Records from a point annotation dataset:
◇ ◇ ◇
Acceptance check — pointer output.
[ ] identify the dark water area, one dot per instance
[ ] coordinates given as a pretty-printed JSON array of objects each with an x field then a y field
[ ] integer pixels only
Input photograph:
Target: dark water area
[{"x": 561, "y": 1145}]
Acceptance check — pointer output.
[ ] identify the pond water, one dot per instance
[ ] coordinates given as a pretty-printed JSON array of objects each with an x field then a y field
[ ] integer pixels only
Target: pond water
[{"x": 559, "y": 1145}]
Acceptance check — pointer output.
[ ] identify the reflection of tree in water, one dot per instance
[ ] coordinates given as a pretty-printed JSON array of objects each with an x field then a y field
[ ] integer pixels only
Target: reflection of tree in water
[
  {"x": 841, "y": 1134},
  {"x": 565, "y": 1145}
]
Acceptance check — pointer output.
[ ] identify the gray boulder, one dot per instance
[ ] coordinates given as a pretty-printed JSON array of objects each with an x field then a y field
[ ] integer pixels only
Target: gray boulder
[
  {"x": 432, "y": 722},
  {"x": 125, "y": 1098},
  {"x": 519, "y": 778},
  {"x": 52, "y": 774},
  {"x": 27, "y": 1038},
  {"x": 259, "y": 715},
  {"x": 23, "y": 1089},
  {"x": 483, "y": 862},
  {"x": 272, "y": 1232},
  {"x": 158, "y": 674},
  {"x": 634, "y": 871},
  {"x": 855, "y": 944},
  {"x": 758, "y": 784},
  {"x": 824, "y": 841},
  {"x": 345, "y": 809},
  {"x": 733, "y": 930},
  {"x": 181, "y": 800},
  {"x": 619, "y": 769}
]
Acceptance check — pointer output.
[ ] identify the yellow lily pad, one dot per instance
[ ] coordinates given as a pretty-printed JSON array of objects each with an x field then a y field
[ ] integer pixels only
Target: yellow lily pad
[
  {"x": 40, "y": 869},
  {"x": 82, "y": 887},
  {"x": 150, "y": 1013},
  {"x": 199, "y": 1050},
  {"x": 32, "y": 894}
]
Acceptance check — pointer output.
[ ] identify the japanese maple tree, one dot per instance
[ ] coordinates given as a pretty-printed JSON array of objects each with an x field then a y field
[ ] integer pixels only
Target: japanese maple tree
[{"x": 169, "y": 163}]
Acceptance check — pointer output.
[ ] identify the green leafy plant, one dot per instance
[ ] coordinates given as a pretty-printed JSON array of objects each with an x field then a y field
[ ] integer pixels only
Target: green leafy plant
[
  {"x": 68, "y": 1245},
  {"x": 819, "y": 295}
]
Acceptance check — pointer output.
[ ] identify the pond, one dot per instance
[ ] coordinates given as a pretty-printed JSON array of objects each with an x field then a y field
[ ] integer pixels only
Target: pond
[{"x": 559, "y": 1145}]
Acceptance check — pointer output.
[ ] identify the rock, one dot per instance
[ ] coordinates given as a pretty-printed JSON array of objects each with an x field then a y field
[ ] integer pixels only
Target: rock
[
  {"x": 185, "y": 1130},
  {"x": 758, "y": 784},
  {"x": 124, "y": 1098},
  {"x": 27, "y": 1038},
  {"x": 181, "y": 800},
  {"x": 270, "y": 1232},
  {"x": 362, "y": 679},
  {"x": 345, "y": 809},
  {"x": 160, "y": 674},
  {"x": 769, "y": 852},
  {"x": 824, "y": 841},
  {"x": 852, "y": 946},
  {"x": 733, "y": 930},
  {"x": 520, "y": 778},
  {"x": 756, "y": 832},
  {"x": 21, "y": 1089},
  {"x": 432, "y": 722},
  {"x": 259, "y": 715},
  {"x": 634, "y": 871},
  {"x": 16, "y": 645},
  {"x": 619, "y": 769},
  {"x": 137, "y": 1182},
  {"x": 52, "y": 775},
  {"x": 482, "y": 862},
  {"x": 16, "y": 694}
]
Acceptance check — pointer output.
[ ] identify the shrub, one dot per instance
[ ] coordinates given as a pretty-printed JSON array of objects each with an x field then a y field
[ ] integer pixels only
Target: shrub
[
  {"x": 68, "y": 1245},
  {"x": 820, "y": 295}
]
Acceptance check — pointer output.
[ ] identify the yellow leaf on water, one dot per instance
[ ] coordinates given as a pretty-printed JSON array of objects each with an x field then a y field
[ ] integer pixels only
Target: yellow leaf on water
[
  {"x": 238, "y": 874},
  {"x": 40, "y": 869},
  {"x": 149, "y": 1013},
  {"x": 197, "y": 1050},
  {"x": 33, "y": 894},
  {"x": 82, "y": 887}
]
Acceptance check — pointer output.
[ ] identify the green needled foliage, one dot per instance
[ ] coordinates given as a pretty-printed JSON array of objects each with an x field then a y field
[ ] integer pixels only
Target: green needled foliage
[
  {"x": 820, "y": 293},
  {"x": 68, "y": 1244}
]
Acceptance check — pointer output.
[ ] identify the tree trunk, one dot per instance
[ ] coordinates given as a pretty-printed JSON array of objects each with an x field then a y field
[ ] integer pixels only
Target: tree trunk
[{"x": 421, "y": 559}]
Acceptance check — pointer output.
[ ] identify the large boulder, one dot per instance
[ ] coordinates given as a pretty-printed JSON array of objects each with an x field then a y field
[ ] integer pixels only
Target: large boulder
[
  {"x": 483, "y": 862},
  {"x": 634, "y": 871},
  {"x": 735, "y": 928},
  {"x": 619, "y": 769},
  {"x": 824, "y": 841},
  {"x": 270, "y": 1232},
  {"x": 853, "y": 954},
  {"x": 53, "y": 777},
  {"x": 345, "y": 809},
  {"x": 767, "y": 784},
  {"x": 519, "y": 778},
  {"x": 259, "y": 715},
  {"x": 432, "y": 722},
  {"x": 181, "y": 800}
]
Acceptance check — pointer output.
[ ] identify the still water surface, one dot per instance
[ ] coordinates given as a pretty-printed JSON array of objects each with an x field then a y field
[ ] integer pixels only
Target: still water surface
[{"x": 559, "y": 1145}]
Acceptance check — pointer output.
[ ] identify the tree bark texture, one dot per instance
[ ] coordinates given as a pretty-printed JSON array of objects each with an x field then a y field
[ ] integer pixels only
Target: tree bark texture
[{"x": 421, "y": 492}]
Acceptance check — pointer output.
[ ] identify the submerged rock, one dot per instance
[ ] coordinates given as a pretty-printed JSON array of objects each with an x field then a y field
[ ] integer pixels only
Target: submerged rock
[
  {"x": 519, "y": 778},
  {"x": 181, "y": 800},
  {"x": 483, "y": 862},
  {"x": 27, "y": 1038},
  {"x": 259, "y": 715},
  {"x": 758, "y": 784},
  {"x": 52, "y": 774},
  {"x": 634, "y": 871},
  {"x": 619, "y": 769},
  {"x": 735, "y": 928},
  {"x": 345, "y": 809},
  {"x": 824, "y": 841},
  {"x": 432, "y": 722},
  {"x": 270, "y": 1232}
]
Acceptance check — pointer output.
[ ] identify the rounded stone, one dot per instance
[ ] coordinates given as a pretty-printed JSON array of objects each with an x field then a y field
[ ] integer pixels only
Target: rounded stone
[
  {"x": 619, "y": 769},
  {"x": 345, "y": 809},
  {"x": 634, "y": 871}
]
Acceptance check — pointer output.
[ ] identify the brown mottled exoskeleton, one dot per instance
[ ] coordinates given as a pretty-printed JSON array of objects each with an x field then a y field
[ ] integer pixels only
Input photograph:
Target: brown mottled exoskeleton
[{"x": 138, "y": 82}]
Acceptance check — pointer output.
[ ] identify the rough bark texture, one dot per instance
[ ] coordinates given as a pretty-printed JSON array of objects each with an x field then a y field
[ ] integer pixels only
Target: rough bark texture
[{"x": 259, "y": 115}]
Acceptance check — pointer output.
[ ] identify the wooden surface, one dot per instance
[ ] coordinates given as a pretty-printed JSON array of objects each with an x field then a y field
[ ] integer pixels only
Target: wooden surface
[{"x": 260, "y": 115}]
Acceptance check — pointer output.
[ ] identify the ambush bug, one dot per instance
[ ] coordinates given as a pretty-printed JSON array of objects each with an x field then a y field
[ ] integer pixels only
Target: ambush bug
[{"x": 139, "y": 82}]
◇ ◇ ◇
WRITTEN TASK - Filter the entries above, keeping only the lines that contain the string "shrub". Case counts, so a line matches only if the letters agree in uppercase and lowercase.

SOLVED PROBLEM -
[ ] identify the shrub, one dot per instance
Target: shrub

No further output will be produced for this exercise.